:: Work item ::
Could you work out the number of lines in the listing that include the word "plant" and reply with that figure alone?

*** Opening Provided information ***

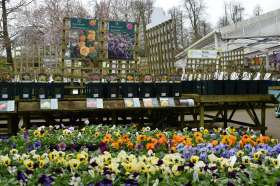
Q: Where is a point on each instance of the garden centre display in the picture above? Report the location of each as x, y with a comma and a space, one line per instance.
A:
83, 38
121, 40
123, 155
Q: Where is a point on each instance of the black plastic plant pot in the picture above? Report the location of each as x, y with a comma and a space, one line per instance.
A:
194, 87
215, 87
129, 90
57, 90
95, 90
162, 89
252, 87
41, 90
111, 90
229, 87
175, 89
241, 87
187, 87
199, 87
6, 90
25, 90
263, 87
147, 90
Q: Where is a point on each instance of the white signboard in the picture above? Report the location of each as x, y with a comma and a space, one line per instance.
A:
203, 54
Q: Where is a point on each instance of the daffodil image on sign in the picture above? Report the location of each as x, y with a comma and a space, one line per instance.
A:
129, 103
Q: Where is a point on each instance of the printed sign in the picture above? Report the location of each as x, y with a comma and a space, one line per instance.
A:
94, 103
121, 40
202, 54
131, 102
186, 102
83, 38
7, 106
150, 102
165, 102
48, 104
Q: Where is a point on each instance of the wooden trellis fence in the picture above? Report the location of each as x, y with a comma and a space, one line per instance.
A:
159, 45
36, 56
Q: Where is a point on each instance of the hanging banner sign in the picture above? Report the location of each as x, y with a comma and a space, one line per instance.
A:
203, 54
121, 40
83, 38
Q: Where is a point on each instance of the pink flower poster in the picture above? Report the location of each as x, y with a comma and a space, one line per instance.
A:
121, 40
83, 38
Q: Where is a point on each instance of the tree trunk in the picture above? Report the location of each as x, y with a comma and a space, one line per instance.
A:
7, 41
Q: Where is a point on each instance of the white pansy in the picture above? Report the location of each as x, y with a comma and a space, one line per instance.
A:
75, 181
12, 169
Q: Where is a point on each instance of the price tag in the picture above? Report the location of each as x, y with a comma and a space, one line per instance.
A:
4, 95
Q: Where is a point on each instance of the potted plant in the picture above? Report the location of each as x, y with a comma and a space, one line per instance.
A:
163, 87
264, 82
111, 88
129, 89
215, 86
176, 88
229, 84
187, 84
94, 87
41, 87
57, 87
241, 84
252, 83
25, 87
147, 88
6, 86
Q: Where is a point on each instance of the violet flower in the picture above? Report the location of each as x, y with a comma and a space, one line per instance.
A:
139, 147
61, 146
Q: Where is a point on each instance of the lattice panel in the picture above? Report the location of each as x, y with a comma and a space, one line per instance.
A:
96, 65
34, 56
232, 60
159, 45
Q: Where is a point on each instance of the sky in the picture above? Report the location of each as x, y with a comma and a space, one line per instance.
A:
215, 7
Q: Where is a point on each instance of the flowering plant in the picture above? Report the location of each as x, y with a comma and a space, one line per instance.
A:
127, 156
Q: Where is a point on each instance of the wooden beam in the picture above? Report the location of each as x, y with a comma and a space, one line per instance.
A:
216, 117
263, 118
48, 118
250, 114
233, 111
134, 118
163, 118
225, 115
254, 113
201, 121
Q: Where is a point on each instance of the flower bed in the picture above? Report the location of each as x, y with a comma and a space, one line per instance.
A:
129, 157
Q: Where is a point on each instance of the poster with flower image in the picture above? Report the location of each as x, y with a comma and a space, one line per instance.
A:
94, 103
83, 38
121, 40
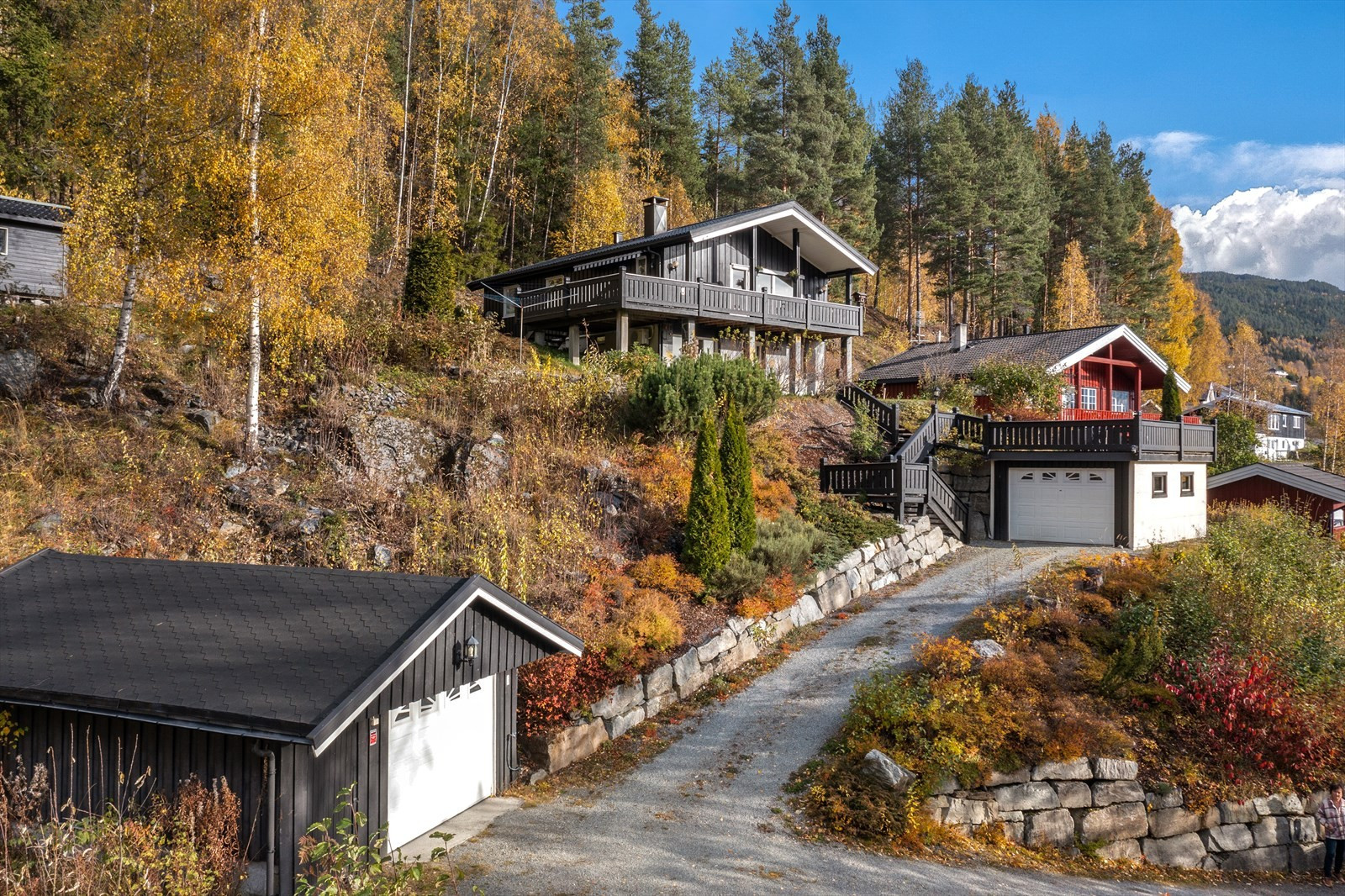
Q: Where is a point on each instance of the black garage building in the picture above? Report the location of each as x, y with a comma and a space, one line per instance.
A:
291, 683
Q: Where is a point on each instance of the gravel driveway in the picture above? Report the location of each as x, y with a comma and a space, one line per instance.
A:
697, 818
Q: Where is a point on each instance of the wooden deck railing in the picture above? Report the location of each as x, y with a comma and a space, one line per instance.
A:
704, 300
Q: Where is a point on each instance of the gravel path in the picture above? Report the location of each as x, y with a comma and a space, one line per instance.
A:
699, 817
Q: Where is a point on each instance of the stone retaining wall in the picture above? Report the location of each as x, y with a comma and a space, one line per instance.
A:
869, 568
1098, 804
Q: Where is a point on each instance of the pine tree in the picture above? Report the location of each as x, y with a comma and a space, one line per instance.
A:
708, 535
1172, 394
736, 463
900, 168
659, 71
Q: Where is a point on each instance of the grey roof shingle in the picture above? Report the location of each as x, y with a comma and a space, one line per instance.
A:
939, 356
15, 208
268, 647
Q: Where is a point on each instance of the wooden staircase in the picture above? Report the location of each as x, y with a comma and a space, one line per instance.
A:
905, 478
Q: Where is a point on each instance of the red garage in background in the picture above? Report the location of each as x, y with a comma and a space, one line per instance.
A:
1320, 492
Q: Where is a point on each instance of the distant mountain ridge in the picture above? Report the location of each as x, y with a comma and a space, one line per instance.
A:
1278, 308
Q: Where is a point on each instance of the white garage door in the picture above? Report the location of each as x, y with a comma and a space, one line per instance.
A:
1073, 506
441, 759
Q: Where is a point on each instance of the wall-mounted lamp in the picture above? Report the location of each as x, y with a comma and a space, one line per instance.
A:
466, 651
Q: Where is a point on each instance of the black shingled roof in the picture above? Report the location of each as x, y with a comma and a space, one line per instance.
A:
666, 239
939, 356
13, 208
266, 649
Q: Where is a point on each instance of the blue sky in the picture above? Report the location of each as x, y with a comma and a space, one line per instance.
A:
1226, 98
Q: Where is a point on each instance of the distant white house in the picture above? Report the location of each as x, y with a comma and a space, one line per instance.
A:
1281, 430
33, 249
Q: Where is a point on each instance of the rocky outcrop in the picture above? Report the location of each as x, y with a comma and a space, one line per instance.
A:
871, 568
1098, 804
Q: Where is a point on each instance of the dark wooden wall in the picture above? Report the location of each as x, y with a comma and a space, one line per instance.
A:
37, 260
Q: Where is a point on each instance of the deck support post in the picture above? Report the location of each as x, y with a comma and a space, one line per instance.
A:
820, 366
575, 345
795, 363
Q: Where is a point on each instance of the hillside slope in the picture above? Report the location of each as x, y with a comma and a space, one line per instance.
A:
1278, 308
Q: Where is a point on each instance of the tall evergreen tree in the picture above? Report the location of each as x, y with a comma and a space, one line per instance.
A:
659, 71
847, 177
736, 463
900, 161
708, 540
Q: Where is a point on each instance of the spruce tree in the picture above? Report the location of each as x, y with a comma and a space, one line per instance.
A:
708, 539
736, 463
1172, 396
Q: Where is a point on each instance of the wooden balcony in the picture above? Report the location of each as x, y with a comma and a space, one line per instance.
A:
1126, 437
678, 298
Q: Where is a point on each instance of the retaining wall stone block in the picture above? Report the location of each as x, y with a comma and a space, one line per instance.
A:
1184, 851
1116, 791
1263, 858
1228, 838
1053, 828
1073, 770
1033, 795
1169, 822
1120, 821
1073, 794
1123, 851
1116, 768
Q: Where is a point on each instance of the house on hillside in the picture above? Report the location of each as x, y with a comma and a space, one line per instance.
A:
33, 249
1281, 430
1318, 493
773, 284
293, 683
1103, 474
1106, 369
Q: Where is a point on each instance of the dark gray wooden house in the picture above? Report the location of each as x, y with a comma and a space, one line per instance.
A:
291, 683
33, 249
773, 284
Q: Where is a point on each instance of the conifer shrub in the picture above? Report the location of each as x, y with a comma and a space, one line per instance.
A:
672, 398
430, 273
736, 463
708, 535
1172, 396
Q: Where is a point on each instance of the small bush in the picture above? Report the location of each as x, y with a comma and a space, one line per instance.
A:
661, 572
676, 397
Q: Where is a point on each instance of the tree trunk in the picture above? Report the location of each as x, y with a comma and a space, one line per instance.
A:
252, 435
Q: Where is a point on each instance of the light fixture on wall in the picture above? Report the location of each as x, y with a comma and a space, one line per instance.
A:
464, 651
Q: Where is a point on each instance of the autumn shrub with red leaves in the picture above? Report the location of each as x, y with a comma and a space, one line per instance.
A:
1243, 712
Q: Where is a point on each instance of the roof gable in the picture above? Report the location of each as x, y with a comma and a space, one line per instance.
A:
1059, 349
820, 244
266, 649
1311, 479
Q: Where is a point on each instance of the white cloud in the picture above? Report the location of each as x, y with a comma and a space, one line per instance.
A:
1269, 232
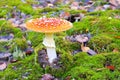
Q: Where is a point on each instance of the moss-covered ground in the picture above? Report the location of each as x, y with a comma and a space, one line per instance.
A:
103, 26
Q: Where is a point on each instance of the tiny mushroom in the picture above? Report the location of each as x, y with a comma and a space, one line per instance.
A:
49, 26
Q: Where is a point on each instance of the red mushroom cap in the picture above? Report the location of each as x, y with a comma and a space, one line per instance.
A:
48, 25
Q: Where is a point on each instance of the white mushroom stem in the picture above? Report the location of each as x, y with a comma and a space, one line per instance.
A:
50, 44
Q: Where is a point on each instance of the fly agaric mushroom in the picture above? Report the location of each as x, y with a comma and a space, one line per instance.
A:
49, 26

*** Closing Provided information ***

:: Exercise solution ::
3